== Information given
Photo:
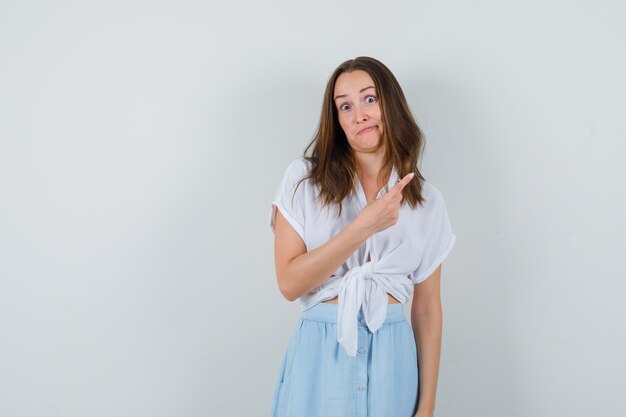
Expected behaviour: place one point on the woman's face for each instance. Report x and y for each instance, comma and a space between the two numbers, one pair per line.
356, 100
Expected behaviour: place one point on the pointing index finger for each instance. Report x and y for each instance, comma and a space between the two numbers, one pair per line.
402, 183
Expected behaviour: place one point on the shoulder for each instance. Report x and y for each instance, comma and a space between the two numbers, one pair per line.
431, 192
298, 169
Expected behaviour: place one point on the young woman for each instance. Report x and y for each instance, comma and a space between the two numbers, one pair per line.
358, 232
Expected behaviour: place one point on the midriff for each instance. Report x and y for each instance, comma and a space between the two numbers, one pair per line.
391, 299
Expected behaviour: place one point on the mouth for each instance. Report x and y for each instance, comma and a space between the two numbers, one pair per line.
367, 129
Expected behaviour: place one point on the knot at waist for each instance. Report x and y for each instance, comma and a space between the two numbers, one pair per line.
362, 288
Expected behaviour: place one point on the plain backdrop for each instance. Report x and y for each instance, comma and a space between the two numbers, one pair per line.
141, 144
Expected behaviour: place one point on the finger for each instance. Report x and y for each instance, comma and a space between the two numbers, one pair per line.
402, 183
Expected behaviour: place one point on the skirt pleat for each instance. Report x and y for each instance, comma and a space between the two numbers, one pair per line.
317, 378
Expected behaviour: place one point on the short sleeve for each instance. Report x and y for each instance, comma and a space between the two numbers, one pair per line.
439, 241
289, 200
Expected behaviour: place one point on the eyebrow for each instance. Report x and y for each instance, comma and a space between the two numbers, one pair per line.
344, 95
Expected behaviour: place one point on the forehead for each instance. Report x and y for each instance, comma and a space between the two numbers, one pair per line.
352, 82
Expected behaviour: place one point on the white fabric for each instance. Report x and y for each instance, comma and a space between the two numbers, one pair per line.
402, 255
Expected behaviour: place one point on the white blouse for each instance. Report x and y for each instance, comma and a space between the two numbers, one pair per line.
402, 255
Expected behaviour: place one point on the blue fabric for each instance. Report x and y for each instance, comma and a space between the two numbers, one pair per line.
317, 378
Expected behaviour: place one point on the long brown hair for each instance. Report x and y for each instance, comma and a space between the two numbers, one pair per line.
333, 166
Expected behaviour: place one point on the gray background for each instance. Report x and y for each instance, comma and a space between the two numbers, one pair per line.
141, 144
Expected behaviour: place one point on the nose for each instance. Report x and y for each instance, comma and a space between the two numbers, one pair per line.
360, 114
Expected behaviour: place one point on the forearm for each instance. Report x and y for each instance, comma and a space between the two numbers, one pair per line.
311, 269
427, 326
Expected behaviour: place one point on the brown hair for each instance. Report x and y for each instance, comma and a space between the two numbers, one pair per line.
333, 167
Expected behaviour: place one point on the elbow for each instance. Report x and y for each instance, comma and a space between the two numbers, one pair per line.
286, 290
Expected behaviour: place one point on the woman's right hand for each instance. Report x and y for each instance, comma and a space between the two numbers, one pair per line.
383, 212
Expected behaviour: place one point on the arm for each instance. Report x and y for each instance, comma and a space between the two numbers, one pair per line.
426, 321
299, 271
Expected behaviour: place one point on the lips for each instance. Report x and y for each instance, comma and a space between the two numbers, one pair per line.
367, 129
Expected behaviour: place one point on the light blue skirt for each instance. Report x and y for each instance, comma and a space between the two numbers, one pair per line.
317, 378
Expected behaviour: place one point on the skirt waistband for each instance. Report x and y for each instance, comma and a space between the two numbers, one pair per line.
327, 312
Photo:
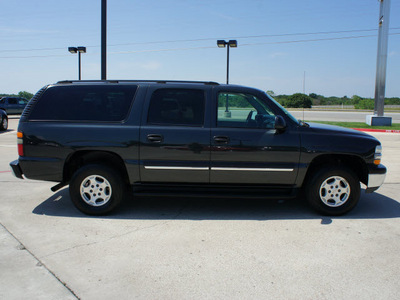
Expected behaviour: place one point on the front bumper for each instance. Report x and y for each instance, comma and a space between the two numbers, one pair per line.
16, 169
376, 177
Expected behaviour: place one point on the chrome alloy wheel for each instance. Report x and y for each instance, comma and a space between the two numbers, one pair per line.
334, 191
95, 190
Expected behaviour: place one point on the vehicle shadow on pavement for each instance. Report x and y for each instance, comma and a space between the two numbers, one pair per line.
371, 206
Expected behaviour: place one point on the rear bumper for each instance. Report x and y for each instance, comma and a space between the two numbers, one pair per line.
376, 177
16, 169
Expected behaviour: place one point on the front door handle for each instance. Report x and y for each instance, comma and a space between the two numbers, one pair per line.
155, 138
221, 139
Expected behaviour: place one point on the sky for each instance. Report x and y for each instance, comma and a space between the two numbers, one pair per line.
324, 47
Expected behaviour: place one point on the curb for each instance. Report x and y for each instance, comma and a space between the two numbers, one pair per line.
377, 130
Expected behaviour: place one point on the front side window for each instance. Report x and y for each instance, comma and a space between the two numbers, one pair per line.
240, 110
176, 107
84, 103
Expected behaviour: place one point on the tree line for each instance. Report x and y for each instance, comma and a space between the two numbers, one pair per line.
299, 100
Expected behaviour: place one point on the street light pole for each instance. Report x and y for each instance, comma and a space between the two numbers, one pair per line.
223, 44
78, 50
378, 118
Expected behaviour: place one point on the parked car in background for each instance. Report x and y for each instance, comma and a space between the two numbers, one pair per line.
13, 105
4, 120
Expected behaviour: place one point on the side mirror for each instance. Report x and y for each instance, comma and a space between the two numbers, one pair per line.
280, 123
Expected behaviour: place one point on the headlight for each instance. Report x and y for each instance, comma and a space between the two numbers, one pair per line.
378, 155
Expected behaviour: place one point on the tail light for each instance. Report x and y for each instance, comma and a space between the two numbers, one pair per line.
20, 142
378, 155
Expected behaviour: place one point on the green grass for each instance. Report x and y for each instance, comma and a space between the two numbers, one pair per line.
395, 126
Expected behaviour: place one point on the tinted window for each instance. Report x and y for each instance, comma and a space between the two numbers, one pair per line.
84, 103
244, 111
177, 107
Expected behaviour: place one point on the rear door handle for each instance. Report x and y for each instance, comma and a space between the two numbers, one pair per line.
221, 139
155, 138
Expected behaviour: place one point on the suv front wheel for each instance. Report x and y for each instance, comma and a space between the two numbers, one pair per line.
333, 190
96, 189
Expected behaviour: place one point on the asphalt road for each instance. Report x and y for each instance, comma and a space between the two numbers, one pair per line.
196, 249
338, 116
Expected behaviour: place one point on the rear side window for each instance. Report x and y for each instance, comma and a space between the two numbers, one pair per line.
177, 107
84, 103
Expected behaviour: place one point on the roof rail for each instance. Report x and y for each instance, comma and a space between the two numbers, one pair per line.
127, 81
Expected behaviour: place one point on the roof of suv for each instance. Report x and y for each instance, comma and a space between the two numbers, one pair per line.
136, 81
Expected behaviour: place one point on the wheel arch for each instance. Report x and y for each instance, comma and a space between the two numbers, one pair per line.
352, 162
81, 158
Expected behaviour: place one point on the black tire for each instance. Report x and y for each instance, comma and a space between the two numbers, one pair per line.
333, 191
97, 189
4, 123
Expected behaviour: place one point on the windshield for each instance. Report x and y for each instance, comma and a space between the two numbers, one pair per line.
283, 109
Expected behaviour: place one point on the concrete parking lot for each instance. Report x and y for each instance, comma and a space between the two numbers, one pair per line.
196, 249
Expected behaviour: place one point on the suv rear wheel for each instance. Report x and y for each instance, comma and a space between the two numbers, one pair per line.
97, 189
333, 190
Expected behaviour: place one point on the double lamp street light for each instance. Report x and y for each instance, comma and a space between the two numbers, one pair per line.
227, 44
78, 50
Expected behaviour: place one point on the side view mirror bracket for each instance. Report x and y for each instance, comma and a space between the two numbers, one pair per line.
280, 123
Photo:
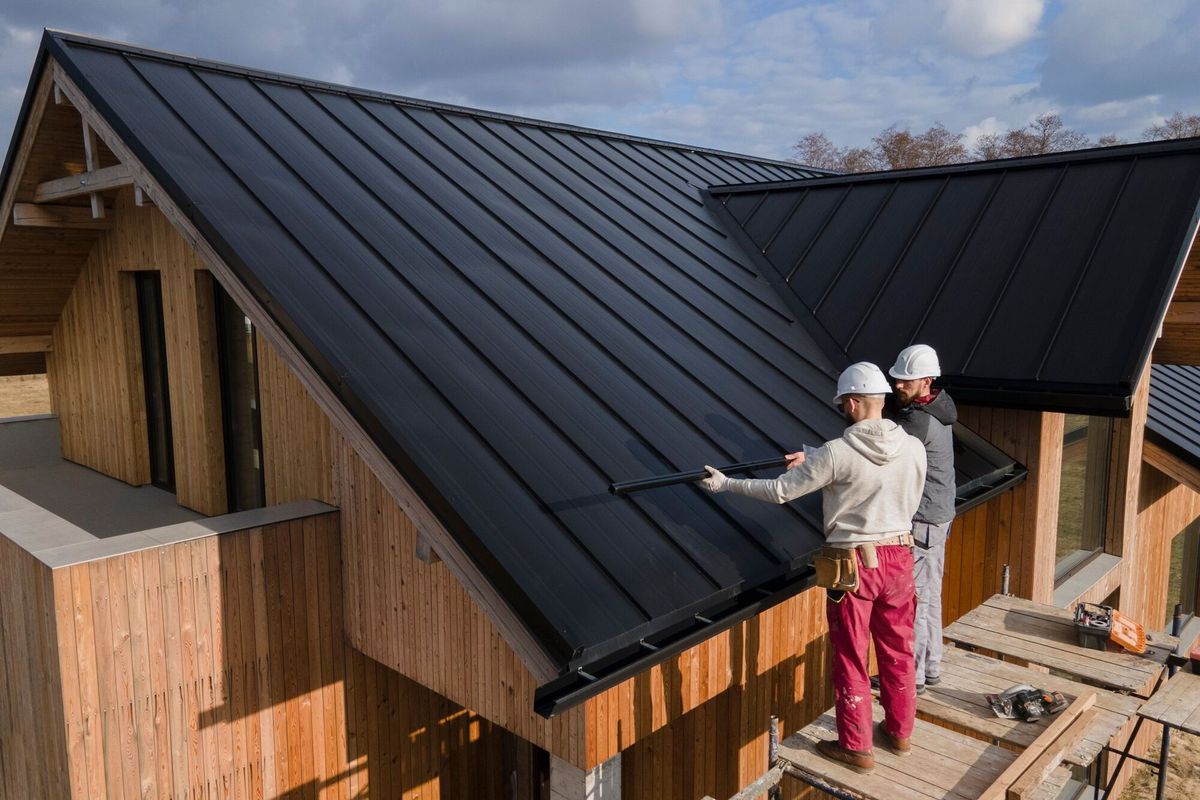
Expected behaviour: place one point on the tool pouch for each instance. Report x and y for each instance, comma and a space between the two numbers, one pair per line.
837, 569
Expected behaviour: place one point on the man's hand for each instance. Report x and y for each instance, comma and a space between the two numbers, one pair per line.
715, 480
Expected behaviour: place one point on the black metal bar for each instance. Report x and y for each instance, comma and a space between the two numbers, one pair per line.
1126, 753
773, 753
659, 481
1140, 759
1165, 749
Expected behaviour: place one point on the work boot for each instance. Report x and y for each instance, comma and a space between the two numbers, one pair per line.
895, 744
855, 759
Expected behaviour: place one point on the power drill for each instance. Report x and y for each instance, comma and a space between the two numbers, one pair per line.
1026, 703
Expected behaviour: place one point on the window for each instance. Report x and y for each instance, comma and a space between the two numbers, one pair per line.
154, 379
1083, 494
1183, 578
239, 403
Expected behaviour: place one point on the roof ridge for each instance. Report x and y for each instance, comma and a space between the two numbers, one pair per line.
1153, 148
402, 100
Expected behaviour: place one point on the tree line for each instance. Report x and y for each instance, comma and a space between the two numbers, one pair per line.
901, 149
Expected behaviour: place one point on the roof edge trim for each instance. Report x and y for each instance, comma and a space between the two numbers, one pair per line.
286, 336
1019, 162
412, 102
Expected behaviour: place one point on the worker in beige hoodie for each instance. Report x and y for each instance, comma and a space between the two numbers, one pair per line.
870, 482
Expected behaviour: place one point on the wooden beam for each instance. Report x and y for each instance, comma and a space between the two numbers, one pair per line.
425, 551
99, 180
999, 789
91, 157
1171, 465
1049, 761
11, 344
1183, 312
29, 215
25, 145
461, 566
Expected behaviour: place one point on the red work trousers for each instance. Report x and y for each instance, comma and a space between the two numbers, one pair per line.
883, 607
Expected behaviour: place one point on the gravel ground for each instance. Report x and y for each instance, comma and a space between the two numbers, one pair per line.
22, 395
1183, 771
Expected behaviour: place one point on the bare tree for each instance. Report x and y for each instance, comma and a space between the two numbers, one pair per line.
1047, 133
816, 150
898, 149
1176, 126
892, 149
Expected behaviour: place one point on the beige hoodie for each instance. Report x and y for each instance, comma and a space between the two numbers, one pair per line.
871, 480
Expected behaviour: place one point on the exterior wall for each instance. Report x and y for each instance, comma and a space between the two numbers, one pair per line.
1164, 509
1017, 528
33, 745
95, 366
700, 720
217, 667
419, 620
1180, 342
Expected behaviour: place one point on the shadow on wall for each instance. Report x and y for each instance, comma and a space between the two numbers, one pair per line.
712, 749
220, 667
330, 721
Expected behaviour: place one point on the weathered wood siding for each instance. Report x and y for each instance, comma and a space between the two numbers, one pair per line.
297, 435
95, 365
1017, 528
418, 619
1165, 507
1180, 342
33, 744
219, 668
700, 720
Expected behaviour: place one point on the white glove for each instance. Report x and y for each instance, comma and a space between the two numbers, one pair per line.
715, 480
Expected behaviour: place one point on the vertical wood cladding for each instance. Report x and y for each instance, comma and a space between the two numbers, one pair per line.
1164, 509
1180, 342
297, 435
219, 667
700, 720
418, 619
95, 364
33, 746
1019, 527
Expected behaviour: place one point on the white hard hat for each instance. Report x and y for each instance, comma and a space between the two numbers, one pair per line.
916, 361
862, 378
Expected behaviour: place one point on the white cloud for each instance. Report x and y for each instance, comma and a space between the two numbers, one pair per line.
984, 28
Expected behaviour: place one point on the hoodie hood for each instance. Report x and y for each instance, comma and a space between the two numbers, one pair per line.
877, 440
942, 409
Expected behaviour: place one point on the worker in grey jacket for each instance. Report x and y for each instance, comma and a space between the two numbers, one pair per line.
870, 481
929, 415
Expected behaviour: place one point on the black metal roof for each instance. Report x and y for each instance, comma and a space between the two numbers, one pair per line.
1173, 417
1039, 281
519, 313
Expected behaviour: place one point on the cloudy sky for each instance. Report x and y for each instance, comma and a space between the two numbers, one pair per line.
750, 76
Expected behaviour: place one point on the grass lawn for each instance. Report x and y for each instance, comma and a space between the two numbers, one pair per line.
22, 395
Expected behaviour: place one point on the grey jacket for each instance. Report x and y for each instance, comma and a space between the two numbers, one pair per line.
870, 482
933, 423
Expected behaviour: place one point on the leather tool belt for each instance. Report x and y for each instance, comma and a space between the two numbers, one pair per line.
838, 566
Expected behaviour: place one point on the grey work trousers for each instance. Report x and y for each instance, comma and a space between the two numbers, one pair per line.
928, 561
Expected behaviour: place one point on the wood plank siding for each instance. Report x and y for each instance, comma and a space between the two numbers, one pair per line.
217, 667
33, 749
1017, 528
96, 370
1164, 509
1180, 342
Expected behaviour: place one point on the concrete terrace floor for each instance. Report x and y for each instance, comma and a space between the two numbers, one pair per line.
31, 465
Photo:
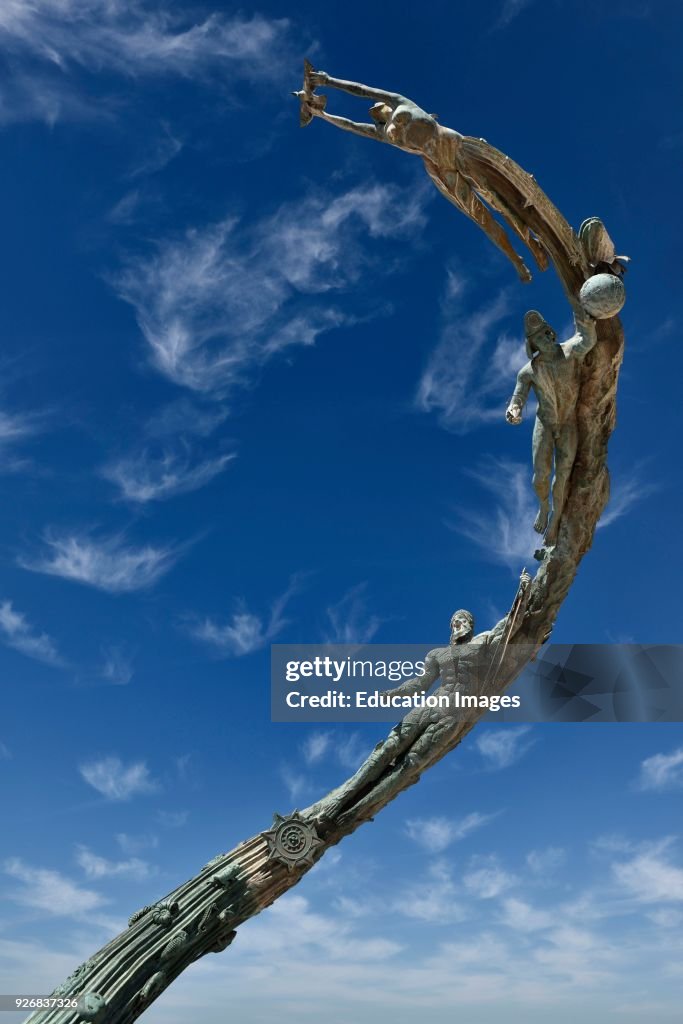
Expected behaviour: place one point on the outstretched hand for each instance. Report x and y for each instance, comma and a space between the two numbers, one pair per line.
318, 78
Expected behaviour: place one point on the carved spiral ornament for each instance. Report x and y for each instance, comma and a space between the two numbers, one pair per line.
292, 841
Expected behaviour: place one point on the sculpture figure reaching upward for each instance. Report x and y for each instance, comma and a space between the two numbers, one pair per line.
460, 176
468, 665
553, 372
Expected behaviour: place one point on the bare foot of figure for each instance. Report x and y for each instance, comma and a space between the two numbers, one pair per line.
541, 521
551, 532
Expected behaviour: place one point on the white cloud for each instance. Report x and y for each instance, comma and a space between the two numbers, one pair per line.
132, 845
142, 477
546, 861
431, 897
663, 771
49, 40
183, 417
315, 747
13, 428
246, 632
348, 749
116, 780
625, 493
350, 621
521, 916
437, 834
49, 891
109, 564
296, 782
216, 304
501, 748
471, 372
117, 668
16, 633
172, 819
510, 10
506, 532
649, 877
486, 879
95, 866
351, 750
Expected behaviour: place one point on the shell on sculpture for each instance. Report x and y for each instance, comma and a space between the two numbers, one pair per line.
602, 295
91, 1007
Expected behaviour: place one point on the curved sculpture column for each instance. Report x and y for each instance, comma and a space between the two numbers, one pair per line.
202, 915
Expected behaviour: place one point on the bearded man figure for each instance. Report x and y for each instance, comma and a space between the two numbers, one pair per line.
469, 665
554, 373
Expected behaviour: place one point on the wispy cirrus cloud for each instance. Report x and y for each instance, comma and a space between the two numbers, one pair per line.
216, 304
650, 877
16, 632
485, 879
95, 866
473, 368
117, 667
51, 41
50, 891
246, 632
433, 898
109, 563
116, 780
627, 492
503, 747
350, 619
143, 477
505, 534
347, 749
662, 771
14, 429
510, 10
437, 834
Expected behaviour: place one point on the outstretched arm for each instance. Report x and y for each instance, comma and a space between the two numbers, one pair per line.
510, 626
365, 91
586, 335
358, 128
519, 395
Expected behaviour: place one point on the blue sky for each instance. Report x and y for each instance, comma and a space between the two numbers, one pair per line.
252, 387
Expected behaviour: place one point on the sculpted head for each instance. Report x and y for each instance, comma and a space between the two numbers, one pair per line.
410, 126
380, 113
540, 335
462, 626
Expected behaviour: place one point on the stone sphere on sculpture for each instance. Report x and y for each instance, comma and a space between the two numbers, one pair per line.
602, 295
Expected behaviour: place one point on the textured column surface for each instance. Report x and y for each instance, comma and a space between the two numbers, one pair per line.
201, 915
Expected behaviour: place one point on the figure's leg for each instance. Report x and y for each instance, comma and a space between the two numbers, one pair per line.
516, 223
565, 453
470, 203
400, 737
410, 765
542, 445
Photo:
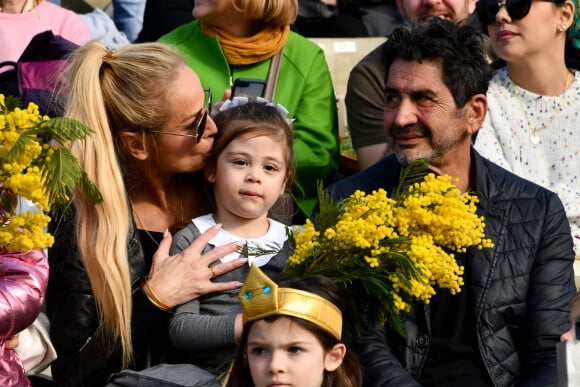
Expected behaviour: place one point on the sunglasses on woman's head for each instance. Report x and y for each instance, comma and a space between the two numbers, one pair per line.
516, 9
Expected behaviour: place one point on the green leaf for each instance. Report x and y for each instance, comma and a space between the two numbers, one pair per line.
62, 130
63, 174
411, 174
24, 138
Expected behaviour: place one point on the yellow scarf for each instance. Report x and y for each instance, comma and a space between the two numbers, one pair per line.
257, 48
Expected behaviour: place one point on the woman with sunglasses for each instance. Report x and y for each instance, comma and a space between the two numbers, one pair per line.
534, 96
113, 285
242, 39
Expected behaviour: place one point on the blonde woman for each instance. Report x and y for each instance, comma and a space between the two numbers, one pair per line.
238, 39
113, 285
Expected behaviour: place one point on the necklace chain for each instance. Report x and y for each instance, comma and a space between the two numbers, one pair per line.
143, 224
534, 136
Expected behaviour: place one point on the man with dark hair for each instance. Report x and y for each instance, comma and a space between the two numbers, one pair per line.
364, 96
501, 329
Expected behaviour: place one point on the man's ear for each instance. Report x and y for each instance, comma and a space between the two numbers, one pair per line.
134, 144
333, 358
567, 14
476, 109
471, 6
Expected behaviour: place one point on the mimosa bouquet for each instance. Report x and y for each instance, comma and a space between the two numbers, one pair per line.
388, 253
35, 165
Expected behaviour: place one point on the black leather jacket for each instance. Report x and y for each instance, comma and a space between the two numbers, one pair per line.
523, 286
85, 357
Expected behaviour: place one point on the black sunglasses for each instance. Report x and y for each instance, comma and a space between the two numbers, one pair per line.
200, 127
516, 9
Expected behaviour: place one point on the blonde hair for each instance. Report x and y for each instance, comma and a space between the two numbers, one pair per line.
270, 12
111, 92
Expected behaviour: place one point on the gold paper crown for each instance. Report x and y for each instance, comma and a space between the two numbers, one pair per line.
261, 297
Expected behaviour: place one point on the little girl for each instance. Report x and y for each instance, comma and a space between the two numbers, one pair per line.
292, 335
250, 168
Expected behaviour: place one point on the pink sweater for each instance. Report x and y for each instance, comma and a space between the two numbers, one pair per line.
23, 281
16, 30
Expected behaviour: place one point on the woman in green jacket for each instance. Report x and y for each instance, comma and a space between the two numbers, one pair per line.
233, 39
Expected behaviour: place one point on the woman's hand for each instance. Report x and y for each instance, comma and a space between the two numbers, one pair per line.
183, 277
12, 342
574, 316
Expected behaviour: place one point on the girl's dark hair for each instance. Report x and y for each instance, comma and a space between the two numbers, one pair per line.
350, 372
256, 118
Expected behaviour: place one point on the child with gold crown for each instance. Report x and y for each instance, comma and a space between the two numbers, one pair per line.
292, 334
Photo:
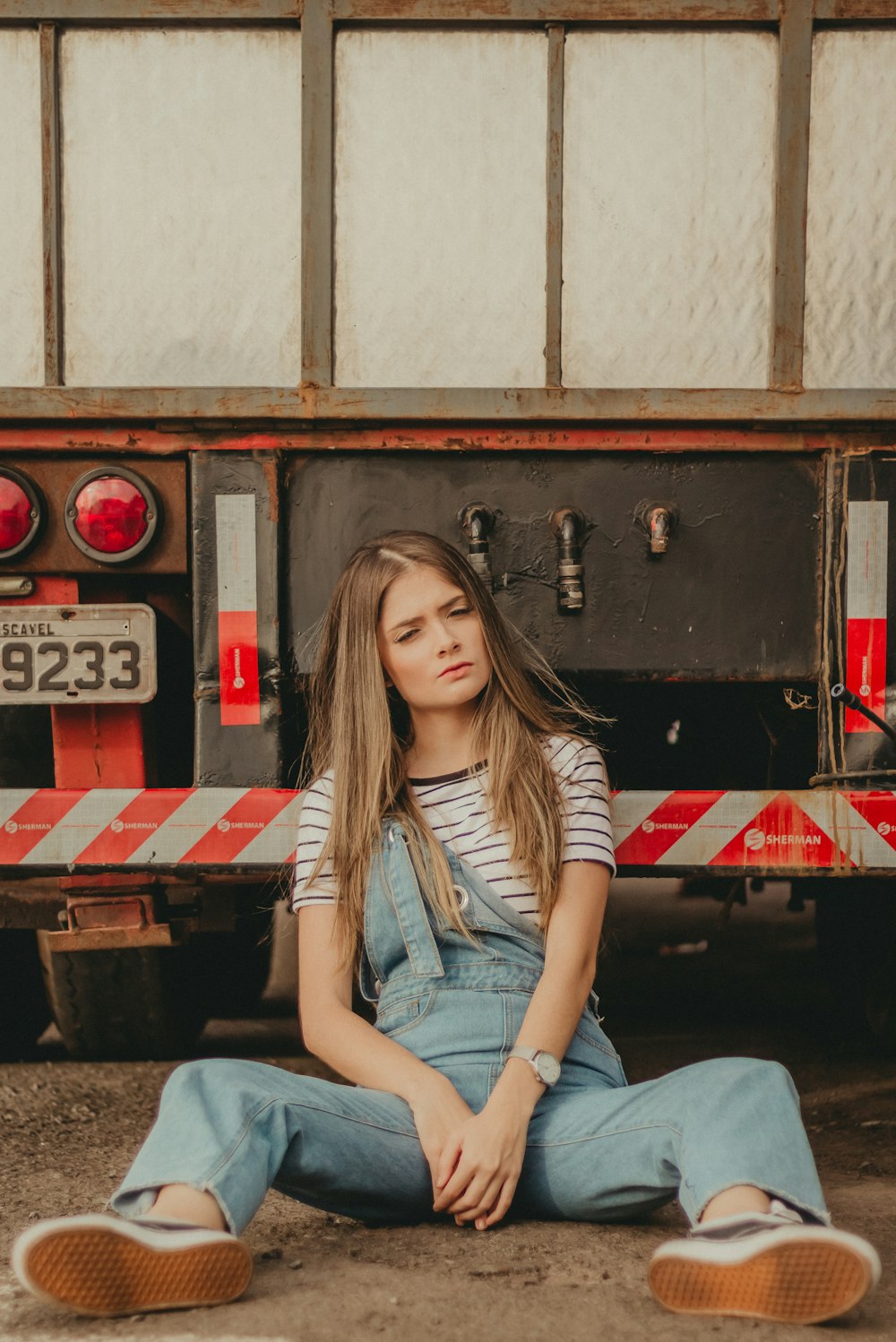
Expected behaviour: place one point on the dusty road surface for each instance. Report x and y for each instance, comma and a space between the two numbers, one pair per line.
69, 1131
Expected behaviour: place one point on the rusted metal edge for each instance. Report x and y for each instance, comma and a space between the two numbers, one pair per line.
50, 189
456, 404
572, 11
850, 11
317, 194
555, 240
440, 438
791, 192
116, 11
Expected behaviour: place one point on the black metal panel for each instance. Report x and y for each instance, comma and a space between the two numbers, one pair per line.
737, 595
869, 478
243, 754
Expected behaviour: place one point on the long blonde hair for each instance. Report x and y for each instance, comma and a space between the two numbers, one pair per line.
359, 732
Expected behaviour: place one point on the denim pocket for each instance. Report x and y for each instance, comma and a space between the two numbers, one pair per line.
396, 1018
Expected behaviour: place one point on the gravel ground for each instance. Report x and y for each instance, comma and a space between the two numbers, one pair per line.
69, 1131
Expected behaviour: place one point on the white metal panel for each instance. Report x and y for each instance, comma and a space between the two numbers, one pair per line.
====
Beginning with the line that holds "Expected behaviour: place one point on the child", extract every line to the end of the material, exactly as it stands, and drop the pictures.

Expected behaviour: place one point on the child with gold crown for each instance. Report x and y for each instance, comma and a space between the two numbers, one pair per line.
292, 334
Photo:
Expected behaviour: place one point on the dusty road surface for each instance. Report x and y for each instance, comma and a space between the two numbers, one pair per line.
69, 1131
Expected behaviour: place one point on the rusted metal edge for each instance. Report x and y for each instance, comma and a space between the two numbers, one pair per line.
50, 189
456, 404
572, 11
850, 11
317, 194
555, 240
440, 438
791, 192
116, 11
Expected behaviour: place one point on the black metal panel for each instance. Report x and y for each instance, comma and a space between the two numbers, one pair per line.
737, 595
869, 478
243, 754
Expected behaviour: place one point on the long blonde hair for each instance. Report x and y for each instance, comma and a space between the two numbers, one pair per line.
359, 732
Expected behaviour: place one point on the denim pocket for each instance. Report x and y for each instance, comma and a space between the two numbers, one pair per line.
396, 1018
Expected behaviour: place one point on the gravel ground for each instance. Report x and y for each instance, comma and a space between the two numbers, one pair per line.
69, 1131
Expected behaviour: place one point on the white metal panel for each instance. Report x and y for each instance, comma and a space between the two numbers, one pair per line.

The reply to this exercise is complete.